**EXERCISE REQUIREMENTS**
Your reply should reproduce each line below exactly and carry none of the pictures.

====== SUPPLIED DATA ======

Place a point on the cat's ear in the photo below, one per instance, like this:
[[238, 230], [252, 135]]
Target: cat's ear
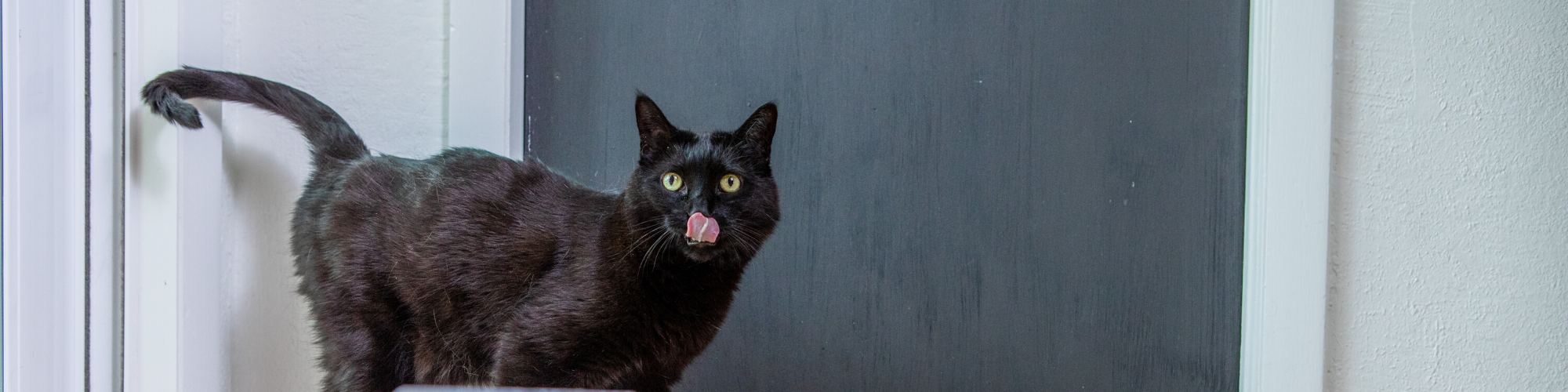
[[758, 131], [653, 128]]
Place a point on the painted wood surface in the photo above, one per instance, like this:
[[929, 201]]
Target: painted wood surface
[[978, 195]]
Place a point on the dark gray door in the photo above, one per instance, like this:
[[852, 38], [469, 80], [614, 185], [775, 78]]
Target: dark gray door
[[978, 195]]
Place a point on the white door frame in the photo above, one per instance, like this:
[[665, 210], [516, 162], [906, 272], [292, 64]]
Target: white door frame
[[1290, 96]]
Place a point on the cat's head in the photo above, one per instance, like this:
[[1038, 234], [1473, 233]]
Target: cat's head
[[710, 197]]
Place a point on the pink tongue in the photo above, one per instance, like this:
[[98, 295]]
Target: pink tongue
[[702, 228]]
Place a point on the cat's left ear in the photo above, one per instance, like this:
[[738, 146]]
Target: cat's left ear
[[758, 131]]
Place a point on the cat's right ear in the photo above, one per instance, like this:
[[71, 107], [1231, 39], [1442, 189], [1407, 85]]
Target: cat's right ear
[[653, 128]]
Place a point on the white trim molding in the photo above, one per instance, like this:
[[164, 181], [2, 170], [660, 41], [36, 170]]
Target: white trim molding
[[479, 64], [1287, 238], [62, 158]]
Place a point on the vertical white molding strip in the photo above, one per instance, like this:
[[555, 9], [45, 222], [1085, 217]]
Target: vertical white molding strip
[[203, 321], [106, 194], [45, 195], [520, 81], [1288, 148], [479, 67], [151, 206]]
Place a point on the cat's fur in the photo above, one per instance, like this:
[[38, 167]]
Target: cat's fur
[[473, 269]]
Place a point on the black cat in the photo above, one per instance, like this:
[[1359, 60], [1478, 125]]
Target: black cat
[[473, 269]]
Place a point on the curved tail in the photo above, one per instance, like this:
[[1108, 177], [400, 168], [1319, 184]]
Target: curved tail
[[328, 134]]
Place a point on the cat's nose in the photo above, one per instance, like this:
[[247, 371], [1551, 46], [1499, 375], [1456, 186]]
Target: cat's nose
[[699, 205]]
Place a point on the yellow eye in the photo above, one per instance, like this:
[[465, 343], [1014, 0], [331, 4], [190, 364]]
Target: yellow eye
[[672, 181], [730, 183]]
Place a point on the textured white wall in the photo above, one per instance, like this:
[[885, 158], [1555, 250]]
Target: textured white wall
[[1450, 225], [380, 65]]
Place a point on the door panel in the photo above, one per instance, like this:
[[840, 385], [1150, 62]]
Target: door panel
[[976, 195]]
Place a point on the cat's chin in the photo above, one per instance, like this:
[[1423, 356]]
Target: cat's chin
[[700, 252]]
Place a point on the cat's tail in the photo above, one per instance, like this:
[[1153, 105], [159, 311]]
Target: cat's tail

======

**SOLUTION**
Place a point on the cat's ear in the photo below, one per instance, like this:
[[238, 230], [252, 135]]
Target: cat's ear
[[758, 131], [653, 128]]
Place a point on the painted wood surface in the photo above, one per instance, like this:
[[929, 201]]
Target: painted wood surface
[[978, 195]]
Place a point on the dark gray door in the photo above, one per instance, like this:
[[852, 38], [469, 80], [614, 185], [775, 78]]
Target: dark gray door
[[978, 195]]
Place a point on the white door frame in the photo above, one per instance, like this:
[[665, 210], [516, 162], [906, 272], [292, 64]]
Target: white door frame
[[1290, 96]]
Place a point on the cat's head in the photo above, one per instance, like this:
[[1038, 234], [1473, 233]]
Target: cat's head
[[710, 197]]
Place a point on the pink tongue in the photo above, one per instance, like this:
[[98, 295]]
Target: pink tongue
[[702, 228]]
Place a point on the cat's left ear in the photo above, one per instance, like this:
[[738, 146]]
Target: cat's left ear
[[758, 131]]
Place a point on the cat's right ear in the photo above, one per instance, like this:
[[71, 107], [1231, 39], [1442, 189], [1407, 85]]
Target: cat's right ear
[[653, 128]]
Place a point on the white trim molding in the photo above, one per instance, like this:
[[164, 181], [2, 170], [660, 41], [36, 170]]
Target: white trim molding
[[479, 64], [1287, 238], [62, 158]]
Place a point on the vertical white molding strip in the photo above, one per instance, like this:
[[555, 9], [45, 222], [1085, 217]]
Target: vertical white molding strip
[[203, 321], [106, 194], [45, 195], [520, 81], [1288, 148], [479, 67], [151, 206]]
Place a point on the cat's fur in the photo above, one per instance, like this:
[[38, 167]]
Target: cat's fur
[[473, 269]]
Place a point on the black cat in the photo above, one per instance, like this:
[[1359, 60], [1478, 125]]
Target: black cat
[[473, 269]]
Place a point on the curved tail in the photo above, one per instance, like this:
[[1108, 177], [400, 168], [1319, 184]]
Target: curved tail
[[328, 134]]
Place a point on the cat's nose in the photo above, one per instance, like this:
[[247, 371], [1551, 46], [1499, 375], [1456, 186]]
Target: cat's nose
[[699, 205]]
Place a point on the yellow eye in the photo above, one per instance, like this:
[[465, 343], [1014, 0], [331, 4], [190, 364]]
Target: yellow eye
[[672, 181], [730, 183]]
Place a point on the textured white wall in the photo above, one per instance, like this:
[[885, 158], [1555, 250]]
Target: textured white wall
[[1450, 225], [380, 65]]
Place a point on the door panel in the photo above, one per instance, like this:
[[840, 385], [1150, 62]]
Target: door panel
[[976, 195]]
Place a point on the cat's chin in the photo above, one per instance, like this:
[[1423, 356]]
Target: cat's chin
[[700, 252]]
Place a point on the cat's tail in the photo above, one per instance, like this:
[[1153, 105], [159, 311]]
Target: cat's tail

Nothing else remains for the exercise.